Untersuchter Text:
=====
In der Vorlage der "Verordnung von Krankenhauspflege", in der der einweisende Arzt die stationäre Behandlung medizinisch notwendig erklärt (§ 184 Abs 1, § 182 Abs 2 RVO), kommt kein weitergehender Wille der Eltern zum Ausdruck, als er zuvor gewürdigt worden ist.
Der Klägerin steht schließlich auch kein allgemeiner Erstattungsanspruch zu. Gegenüber einem solchen allgemeinen öffentlich-rechtlichen Erstattungsanspruch, der nunmehr in §§ 93 und 102 bis 103 SGB X geregelt ist, gehen die Erstattungsregelungen der §§ 19 und 20 BVG als Sondervorschriften vor. In diesen Bestimmungen, die durch das SGB X geändert und bestätigt worden sind, ist die finanzielle Abwicklung des gesetzlichen Auftragsverhältnisses zwischen Krankenkasse und Versorgungsverwaltung abschließend und erschöpfend geregelt (ständige Rechtsprechung; vgl BSGE 49, 250, 253 = SozR 3100 § 19 Nr 11; SozR 3100 § 19 Nrn 6, 7, 10; BSG USK 7940; BSG vom 5. März 1981 - 9 RV 35/80).
=====
Aufgaben:
[1] Prüfe anhand des Textes zum Erstattungsanspruch, ob die folgenden drei Aussagen mit ihm übereinstimmen. Antworte zu jeder Aussage mit Ja oder Nein und zitiere die entscheidenden Worte wörtlich: (a) Der allgemeine öffentlich-rechtliche Erstattungsanspruch ist inzwischen in §§ 93 und 102 bis 103 SGB X geregelt. (b) Die Erstattungsregelungen der §§ 19 und 20 BVG treten hinter den allgemeinen Erstattungsanspruch zurück. (c) Die §§ 19 und 20 BVG wurden durch das SGB X geändert und bestätigt.
[2] Führe den Text zum Erstattungsanspruch im Anschluss an seinen letzten Satz weiter.
=====
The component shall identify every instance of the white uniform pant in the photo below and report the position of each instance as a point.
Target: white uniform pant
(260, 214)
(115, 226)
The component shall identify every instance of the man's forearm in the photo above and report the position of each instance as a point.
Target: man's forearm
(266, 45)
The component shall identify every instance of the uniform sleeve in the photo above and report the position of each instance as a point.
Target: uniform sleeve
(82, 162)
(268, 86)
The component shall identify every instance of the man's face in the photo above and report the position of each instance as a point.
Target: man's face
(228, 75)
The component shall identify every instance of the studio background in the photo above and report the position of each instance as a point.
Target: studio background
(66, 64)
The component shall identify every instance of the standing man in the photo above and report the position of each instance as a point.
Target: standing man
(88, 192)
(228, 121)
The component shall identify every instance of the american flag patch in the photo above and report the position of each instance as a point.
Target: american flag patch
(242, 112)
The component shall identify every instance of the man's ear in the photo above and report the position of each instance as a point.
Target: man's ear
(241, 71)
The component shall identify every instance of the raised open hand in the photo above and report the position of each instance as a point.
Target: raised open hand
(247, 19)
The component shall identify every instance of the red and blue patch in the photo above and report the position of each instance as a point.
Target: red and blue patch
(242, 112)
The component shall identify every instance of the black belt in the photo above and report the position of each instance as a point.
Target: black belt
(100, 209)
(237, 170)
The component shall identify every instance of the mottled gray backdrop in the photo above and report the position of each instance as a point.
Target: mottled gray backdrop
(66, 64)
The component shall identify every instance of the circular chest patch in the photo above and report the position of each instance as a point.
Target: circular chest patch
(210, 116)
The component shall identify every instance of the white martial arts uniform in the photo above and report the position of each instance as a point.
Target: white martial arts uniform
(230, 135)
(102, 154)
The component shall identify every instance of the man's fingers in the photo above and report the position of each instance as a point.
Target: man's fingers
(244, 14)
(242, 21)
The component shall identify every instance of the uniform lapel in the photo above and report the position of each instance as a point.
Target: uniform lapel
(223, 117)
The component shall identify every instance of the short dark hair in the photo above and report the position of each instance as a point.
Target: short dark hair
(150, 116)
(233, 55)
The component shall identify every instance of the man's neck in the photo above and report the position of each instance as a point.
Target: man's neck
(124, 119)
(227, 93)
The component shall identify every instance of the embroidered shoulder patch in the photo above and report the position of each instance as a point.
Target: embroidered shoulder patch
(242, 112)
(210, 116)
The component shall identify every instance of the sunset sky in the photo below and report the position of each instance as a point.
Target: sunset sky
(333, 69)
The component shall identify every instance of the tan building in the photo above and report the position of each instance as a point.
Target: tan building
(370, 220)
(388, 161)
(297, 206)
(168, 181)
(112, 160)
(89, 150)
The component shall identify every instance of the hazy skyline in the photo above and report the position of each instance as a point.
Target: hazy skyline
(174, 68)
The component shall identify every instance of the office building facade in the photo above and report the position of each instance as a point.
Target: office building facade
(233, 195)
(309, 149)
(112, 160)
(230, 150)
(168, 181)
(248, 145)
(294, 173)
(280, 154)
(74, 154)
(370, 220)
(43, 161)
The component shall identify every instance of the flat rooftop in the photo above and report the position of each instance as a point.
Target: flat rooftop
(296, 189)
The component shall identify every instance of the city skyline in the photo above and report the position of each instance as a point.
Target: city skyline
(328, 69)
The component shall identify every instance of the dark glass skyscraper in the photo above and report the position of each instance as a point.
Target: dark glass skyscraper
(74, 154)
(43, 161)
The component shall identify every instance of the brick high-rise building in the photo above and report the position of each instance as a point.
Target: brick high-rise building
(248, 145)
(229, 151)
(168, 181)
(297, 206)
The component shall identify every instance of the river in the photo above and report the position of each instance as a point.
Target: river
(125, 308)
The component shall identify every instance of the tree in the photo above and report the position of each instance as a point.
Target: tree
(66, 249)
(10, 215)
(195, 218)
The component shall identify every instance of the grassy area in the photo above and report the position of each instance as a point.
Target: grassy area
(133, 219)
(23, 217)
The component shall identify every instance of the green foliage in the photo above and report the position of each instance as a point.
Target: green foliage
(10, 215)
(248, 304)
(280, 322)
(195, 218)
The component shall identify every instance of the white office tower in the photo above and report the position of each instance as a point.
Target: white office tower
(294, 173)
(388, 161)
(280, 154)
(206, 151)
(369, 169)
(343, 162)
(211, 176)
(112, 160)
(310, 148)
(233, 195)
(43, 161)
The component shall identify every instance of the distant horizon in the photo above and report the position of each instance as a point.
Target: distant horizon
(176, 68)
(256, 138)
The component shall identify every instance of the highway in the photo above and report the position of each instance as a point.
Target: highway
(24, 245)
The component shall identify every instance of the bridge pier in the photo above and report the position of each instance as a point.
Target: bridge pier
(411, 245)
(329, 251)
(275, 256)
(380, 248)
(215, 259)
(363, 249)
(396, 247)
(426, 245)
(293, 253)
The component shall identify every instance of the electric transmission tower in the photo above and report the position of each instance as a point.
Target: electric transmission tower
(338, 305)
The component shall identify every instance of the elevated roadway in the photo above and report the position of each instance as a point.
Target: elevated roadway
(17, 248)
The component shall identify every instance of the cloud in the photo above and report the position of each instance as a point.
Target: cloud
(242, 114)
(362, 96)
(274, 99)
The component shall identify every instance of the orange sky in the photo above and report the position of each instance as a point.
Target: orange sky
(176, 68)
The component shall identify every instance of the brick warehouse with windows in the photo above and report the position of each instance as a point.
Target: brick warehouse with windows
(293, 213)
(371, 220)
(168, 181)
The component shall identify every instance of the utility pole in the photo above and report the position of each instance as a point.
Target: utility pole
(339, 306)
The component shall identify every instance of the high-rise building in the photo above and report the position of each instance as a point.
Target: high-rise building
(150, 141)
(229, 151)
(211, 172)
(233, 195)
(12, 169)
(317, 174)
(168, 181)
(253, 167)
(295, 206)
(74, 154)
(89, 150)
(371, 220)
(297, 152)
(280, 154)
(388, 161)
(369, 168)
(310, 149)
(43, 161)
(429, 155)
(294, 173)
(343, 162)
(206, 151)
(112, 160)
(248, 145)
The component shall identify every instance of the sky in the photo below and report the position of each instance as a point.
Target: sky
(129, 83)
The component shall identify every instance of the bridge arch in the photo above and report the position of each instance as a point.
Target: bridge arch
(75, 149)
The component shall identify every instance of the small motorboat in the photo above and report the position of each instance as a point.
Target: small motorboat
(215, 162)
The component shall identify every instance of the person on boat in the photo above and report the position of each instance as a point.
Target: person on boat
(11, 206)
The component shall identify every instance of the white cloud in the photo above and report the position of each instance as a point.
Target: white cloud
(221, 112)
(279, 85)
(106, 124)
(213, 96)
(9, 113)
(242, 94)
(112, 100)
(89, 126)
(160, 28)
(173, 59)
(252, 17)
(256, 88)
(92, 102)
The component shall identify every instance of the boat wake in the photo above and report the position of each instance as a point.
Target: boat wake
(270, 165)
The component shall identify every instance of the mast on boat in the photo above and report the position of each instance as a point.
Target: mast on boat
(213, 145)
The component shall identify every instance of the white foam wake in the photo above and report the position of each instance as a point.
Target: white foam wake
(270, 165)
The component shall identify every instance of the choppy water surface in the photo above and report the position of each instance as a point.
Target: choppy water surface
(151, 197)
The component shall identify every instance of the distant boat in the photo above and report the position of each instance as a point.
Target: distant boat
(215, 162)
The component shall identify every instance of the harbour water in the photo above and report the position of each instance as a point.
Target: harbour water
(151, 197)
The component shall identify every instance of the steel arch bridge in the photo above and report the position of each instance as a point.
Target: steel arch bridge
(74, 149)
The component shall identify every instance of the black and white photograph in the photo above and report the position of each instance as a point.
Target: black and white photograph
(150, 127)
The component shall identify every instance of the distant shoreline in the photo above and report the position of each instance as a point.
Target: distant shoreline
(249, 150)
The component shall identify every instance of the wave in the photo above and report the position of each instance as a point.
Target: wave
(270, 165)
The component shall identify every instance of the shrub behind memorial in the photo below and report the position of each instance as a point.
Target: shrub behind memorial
=====
Antworten je Aufgabe:
[1]
(a) Ja: „der nunmehr in §§ 93 und 102 bis 103 SGB X geregelt ist“
(b) Nein: „gehen die Erstattungsregelungen der §§ 19 und 20 BVG als Sondervorschriften vor“
(c) Ja: „die durch das SGB X geändert und bestätigt worden sind“

[2]
Die Klägerin hat somit - wie das SG im Ergebnis zutreffend entschieden hat - die Krankenhilfe für die Beigeladene in der Zeit vom 21. Oktober 1977 bis 31. Juli 1978 ausschließlich nach der RVO zu tragen und kann ihre Aufwendungen nicht teilweise auf den Beklagten abwälzen.
Die Revision der Klägerin war somit zurückzuweisen.
Die Kostenentscheidung beruht auf § 193 SGG.